— Begin Exercise data —

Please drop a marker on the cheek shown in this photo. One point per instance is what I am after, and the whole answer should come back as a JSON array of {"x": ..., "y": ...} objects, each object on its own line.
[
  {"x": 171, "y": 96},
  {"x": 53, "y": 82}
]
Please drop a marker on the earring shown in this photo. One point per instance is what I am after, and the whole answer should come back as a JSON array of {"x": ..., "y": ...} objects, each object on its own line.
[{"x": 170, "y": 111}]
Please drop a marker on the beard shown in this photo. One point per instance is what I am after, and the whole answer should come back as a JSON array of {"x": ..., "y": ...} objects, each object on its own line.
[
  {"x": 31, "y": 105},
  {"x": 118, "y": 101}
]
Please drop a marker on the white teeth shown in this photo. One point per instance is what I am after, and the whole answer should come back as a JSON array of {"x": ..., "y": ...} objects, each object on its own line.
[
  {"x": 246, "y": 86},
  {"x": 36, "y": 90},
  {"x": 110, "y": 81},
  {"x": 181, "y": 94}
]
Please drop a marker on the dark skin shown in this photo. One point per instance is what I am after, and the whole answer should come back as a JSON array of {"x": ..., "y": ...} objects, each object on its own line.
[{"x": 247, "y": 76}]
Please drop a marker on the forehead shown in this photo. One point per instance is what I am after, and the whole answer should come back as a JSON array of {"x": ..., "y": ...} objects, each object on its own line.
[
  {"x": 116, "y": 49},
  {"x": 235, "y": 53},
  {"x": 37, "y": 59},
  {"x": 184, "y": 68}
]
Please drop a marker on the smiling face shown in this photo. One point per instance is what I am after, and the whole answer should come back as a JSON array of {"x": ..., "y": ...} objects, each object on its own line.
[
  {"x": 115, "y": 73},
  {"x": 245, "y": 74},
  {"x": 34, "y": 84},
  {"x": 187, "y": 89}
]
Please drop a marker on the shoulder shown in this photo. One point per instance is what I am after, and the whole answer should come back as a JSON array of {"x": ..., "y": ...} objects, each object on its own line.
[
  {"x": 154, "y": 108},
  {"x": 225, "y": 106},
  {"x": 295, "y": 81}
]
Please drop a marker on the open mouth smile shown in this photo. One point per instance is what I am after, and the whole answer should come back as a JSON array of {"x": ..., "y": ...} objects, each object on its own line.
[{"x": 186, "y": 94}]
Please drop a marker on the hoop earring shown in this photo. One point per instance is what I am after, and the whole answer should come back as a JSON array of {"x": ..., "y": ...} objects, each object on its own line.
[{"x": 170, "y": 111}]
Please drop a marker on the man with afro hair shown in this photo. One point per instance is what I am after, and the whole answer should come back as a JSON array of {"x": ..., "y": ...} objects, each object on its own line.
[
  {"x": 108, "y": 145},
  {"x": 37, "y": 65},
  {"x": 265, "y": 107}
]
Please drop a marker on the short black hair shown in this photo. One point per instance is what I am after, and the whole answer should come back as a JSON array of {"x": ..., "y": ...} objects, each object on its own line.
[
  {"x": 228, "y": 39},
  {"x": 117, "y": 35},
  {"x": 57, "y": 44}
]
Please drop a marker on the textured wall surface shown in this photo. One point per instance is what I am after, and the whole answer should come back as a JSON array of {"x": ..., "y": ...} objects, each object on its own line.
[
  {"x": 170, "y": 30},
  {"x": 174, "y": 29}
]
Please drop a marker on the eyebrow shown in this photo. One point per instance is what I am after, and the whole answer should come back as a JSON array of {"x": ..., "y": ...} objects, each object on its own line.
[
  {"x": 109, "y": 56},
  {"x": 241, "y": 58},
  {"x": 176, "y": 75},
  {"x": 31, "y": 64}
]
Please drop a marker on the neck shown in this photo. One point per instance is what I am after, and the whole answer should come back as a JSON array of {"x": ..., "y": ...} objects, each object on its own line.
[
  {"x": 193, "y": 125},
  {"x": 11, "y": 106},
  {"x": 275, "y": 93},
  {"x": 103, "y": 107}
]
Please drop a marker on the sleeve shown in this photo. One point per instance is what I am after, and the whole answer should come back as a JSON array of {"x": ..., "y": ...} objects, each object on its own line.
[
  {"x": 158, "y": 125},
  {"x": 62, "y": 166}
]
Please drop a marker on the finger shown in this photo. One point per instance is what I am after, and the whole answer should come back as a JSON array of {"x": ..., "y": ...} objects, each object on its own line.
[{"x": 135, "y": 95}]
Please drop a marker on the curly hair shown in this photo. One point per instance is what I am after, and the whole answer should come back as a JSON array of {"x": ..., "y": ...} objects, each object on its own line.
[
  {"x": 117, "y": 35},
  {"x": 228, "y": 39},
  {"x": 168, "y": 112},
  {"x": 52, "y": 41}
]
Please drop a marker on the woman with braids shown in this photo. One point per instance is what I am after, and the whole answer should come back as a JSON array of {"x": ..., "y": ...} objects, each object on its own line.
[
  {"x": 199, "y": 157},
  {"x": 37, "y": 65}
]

— End Exercise data —

Please print the listing above again, reproducing every line without any changes.

Please drop a marker on the cheek shown in this photo. One point per instance is what I am after, and the whole answer should come back as a JSON array of {"x": ..., "y": ...} objects, each object on its own line.
[
  {"x": 171, "y": 96},
  {"x": 53, "y": 82}
]
Please drop a marker on the earring shown in this photo. One point per instance is what I am after, and the whole answer should come back as a JSON array of {"x": ..., "y": ...} objects, each object on its own line.
[{"x": 170, "y": 111}]
Please drop a marker on the beard shown in this photo. One point per instance is what I am after, and the whole answer should come back as a JSON array of {"x": ..., "y": ...} objects, each object on its own line.
[
  {"x": 31, "y": 105},
  {"x": 118, "y": 101}
]
Please drop a marker on the white teeth shown in this photo. One point per instance is what I am after, and the whole answer should come back as a JSON array of {"x": ..., "y": ...} objects, each object on its own line.
[
  {"x": 246, "y": 86},
  {"x": 36, "y": 90},
  {"x": 110, "y": 81},
  {"x": 181, "y": 94}
]
Please drop a marker on the dark skin shown in this photo. One point per instance is what I am after, and the whole answer should come back as a JSON array of {"x": ..., "y": ...} objects, each object on its own line.
[{"x": 247, "y": 76}]
Please drop a marker on the forehead shown in this photo. One point per instance is what I am after, and the whole answer should come back as a JSON array of {"x": ..., "y": ...} objects, each object on its own line.
[
  {"x": 116, "y": 49},
  {"x": 235, "y": 53},
  {"x": 37, "y": 59},
  {"x": 184, "y": 68}
]
Please drop a marker on the smiling face shown in this photo. One point per instance is what I am after, and the whole answer should come back as a JSON array of {"x": ..., "y": ...} objects, each object on its own line.
[
  {"x": 115, "y": 73},
  {"x": 245, "y": 74},
  {"x": 34, "y": 84},
  {"x": 187, "y": 89}
]
Please drop a marker on the shoulder shown in this photo. One point per instance is what I am after, and the whole answer should come back as a JSON array of {"x": ..., "y": ...} objects, each object on its own line.
[
  {"x": 154, "y": 108},
  {"x": 225, "y": 106},
  {"x": 295, "y": 81}
]
Please drop a marker on the open mouth smile shown in this photo. One point per instance is what I am after, and the whole answer should come back as a JSON array of {"x": ..., "y": ...} objects, each object on its own line.
[{"x": 186, "y": 94}]
Please drop a marker on the hoop earring shown in this photo. One point per instance is what I am after, and the whole answer should come back as a JSON array of {"x": ..., "y": ...} objects, each object on its own line.
[{"x": 170, "y": 111}]
Please drop a marker on the man with afro hair shown in this photo. One point per instance is what I am after, and the whole answer should come back as a JSON array of {"x": ..., "y": ...} objects, each object on its own line.
[
  {"x": 108, "y": 145},
  {"x": 37, "y": 65},
  {"x": 265, "y": 107}
]
Please drop a marker on the short black hair shown in this photo. One point per instance is what I am after, and the whole answer should come back as a JSON array of {"x": ..., "y": ...} objects, each object on its own line.
[
  {"x": 228, "y": 39},
  {"x": 117, "y": 35},
  {"x": 57, "y": 44}
]
Please drop a marker on the textured wall surface shown in this photo. One point per instance is what I am after, and the whole answer should come back as a JSON array of {"x": ..., "y": ...} objects, each object on its own line.
[
  {"x": 170, "y": 30},
  {"x": 174, "y": 29}
]
Please drop a marker on the eyebrow shown in this photo. One point per instance is what I am after, and the whole answer should come back as a JSON array of {"x": ..., "y": ...} objects, each object on its own line.
[
  {"x": 109, "y": 56},
  {"x": 241, "y": 58},
  {"x": 176, "y": 75},
  {"x": 31, "y": 64}
]
Please drop a marker on the neck shown in this photo. One point per instance is what I am after, and the whole answer should come back as a JSON array of {"x": ..., "y": ...} objects, each object on its own line.
[
  {"x": 193, "y": 125},
  {"x": 11, "y": 106},
  {"x": 275, "y": 93},
  {"x": 103, "y": 107}
]
Please drop a marker on the sleeve shown in this photo. One point per instance is what I am after, and the whole answer should come back as a JSON array of {"x": ..., "y": ...} objects, each object on its own line.
[
  {"x": 158, "y": 125},
  {"x": 62, "y": 166}
]
Please drop a marker on the finger shown in this photo. One point per instance is what I am after, and the whole answer should come back as a JSON array of {"x": ..., "y": ...} objects, each object on its own line.
[{"x": 135, "y": 95}]
Please drop a marker on the curly hair shown in this photo. One point per instance is what I am after, and the whole answer should come back as a JSON array of {"x": ..., "y": ...} objects, each object on its own line.
[
  {"x": 117, "y": 35},
  {"x": 228, "y": 39},
  {"x": 168, "y": 112},
  {"x": 52, "y": 41}
]
Please drop a marker on the woman with braids shown in this photo. One point per instance is what I am after, and the whole answer should come back as a JSON array of {"x": ..., "y": ...} objects, each object on its own line.
[
  {"x": 199, "y": 157},
  {"x": 37, "y": 65}
]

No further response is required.